# Exercise goal
Look in the listing below for the line that has "point_to marks one point per instance of the gray", then return it and each following line up to and including the one with "point_to marks one point per instance of the patch", exactly and without pictures.

Exercise data START

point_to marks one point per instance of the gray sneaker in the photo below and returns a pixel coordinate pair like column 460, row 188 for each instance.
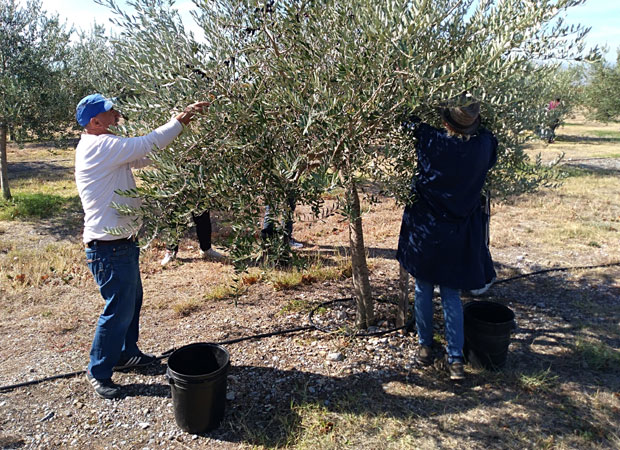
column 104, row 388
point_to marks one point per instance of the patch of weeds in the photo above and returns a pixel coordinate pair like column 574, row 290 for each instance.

Exercise data END
Exercise data START

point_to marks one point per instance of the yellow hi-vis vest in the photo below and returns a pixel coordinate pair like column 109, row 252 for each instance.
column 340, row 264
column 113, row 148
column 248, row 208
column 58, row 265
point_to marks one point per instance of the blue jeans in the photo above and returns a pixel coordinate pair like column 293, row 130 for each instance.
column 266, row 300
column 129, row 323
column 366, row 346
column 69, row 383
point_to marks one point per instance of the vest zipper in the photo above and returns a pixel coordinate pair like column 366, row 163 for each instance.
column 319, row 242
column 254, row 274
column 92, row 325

Exercise data END
Exercise data START

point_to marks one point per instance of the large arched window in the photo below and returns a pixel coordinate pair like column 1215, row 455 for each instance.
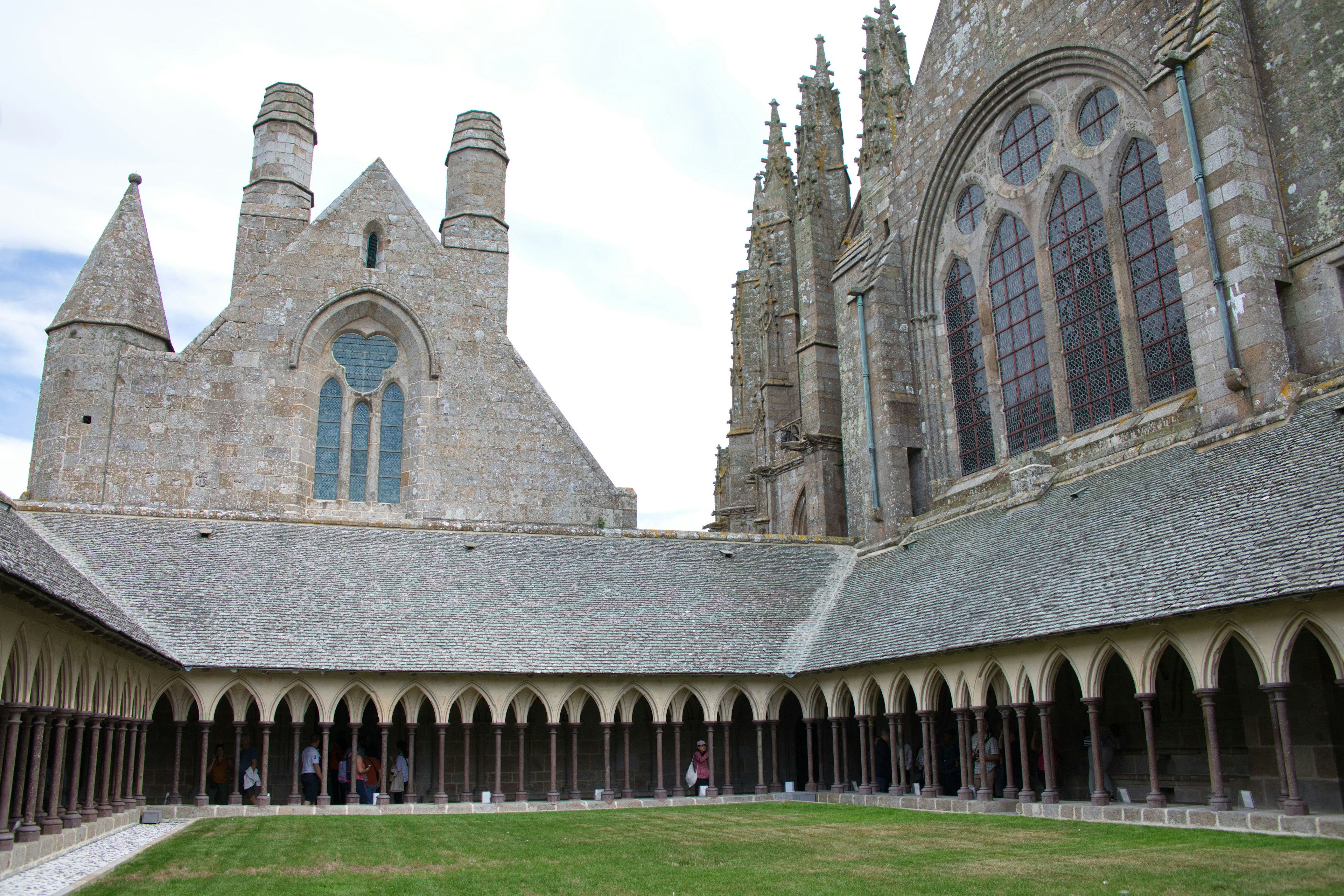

Exercise data END

# Output below
point_to marks one point per instance of the gray sneaker in the photo below and returns a pixel coordinate pair like column 460, row 188 for each instance.
column 104, row 388
point_to marks one point per instance of the patch of weeds in the photo above and returns a pixel coordinate pair like column 574, row 290 for each instance.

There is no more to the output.